• [Instructions to follow]:
Copy the items below word for word, starting at the line that contains "the butterfly hindwing" and ending at the line that contains "65,0,121,464", with both of those lines included.

___

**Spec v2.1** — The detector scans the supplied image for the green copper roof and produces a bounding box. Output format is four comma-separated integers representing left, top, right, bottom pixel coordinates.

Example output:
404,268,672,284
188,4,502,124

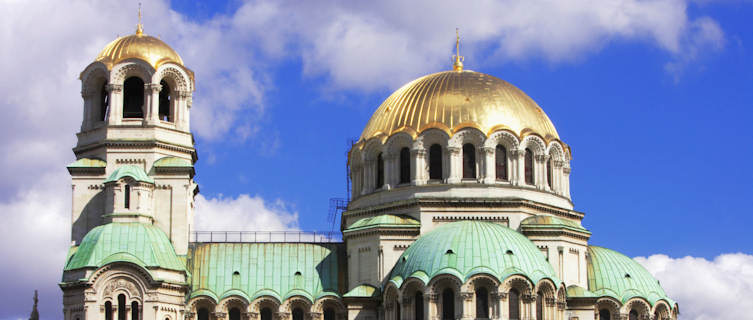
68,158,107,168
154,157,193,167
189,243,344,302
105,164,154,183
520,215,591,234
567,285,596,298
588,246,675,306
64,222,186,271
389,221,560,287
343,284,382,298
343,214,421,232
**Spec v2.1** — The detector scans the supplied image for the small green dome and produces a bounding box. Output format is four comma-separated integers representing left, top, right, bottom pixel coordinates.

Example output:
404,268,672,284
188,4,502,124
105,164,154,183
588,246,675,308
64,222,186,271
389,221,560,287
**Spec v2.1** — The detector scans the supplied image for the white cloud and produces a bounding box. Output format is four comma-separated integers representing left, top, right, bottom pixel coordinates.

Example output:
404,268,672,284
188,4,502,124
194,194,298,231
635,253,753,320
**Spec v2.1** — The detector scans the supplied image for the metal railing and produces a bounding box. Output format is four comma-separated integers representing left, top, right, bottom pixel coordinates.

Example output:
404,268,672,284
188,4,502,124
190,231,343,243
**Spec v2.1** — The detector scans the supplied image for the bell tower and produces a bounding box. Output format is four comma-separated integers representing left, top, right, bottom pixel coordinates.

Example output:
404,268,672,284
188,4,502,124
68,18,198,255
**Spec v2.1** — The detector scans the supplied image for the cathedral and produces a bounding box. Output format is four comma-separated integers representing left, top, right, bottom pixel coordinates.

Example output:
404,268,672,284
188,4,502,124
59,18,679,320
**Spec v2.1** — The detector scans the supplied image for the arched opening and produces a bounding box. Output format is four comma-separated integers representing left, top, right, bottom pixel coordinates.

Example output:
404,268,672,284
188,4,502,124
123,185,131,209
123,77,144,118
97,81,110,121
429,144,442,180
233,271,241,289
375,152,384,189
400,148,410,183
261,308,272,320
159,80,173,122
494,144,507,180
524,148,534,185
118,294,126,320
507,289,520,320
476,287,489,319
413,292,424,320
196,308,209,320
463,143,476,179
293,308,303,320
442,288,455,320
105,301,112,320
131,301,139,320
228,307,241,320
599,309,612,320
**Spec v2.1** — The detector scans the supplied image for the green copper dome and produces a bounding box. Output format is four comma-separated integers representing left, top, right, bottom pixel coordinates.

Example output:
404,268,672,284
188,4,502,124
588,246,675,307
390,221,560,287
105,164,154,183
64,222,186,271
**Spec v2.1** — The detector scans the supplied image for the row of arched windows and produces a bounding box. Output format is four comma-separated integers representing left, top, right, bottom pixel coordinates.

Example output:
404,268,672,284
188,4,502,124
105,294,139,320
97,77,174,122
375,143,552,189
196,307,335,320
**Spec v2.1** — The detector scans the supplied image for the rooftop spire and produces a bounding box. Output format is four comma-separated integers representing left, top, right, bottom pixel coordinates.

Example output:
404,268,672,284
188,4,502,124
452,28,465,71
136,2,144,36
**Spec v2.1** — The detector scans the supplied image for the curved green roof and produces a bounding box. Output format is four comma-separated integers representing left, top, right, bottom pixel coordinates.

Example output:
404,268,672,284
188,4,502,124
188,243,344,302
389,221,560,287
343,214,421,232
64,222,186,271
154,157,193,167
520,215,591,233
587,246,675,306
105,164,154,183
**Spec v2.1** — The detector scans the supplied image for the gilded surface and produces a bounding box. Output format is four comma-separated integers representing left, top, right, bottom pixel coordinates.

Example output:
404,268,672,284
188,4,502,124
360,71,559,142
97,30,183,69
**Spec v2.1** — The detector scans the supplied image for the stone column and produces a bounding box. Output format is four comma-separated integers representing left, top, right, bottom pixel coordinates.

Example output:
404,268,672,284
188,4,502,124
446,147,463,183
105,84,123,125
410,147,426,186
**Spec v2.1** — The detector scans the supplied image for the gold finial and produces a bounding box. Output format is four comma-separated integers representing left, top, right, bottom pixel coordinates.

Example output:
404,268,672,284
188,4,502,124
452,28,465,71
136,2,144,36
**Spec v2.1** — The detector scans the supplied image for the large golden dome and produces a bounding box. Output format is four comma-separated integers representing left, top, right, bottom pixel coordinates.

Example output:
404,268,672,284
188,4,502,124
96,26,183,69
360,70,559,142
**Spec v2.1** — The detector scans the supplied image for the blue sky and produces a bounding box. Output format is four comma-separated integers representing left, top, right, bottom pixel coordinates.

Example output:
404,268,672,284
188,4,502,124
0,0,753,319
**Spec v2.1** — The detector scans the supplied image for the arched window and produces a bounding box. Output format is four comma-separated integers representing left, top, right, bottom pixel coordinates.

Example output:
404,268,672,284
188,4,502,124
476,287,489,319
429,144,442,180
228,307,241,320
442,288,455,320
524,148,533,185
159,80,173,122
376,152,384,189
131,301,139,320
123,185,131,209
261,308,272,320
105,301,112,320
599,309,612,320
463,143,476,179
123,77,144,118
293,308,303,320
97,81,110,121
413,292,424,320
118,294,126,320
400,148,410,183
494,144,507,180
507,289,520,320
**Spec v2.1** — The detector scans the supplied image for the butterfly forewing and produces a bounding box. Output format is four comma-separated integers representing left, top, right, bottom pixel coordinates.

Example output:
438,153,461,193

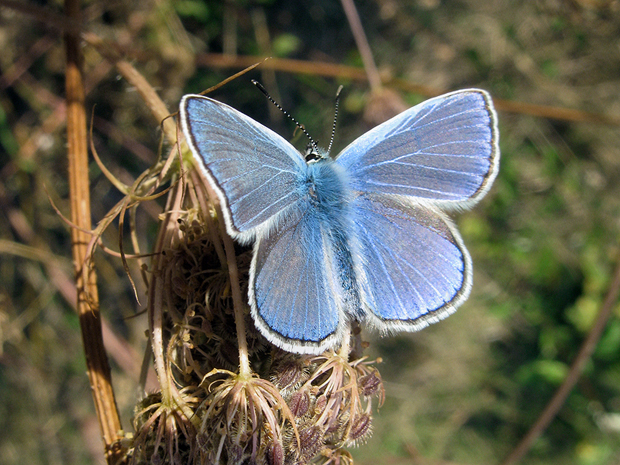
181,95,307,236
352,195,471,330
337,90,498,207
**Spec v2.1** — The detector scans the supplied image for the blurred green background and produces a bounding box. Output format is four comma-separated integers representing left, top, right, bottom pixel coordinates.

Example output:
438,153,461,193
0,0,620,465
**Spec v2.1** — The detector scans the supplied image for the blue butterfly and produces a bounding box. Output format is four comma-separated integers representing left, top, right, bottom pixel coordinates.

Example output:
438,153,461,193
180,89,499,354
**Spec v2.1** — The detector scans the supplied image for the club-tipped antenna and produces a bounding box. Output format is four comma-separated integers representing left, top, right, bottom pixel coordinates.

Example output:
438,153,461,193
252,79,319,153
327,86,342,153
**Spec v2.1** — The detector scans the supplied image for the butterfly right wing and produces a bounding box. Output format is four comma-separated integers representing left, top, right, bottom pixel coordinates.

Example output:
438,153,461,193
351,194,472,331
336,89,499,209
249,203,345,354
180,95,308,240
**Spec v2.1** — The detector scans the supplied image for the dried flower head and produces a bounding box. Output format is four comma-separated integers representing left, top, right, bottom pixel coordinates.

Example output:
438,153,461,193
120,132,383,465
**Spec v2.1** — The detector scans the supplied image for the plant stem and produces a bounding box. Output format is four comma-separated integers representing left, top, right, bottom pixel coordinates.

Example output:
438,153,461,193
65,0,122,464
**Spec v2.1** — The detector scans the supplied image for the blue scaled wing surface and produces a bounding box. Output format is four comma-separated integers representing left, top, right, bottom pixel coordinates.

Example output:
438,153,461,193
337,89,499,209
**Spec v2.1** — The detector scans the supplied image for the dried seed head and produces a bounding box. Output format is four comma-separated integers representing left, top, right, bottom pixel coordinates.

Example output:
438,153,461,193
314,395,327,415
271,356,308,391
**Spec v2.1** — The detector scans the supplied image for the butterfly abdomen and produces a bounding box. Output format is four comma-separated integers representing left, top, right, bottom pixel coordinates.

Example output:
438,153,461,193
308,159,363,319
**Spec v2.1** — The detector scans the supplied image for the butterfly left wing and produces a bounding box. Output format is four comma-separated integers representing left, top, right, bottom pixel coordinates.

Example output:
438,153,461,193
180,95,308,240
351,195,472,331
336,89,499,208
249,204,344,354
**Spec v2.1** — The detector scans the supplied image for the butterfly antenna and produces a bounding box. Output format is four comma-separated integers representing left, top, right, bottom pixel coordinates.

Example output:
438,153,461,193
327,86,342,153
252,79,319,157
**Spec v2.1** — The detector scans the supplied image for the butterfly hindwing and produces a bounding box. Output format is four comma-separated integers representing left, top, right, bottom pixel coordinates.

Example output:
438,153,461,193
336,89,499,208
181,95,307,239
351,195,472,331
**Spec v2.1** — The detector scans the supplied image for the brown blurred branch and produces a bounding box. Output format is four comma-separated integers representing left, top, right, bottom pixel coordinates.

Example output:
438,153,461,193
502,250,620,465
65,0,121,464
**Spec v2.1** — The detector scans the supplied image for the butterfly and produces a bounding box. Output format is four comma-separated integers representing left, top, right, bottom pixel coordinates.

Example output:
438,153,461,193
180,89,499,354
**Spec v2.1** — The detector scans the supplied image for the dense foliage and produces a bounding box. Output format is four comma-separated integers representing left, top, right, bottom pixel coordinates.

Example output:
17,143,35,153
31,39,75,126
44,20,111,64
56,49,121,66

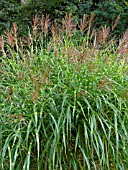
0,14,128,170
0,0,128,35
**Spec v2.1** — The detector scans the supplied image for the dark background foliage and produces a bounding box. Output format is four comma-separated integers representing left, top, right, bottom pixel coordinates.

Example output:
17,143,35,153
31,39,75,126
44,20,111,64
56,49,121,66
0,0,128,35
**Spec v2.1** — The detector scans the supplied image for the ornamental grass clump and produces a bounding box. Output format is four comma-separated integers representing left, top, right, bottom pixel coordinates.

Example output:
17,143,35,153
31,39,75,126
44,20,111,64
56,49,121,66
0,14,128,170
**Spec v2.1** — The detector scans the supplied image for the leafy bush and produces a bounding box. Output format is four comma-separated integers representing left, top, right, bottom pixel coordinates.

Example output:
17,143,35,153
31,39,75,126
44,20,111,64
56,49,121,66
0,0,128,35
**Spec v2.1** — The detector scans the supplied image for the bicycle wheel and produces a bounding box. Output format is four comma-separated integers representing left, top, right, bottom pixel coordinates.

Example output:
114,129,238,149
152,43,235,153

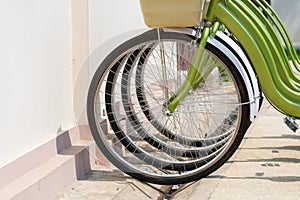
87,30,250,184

___

• [Expected answer]:
**Spec v2.1** — The detector scans the supplied image for the butterfly hindwing and produces a bounding box. Output format is four comma-separated integers representing left, top, right, bottom pixel coordinates.

Example output:
438,153,461,193
336,89,499,208
181,95,307,239
351,195,472,331
**Spec v2.1** — The detector scans the supplied image for the brown blurred branch and produces a bounding box. Output format is four comma-separated integers representing left, top, right, bottom pixel coordinates.

Example output:
438,153,461,193
502,250,620,465
65,0,121,464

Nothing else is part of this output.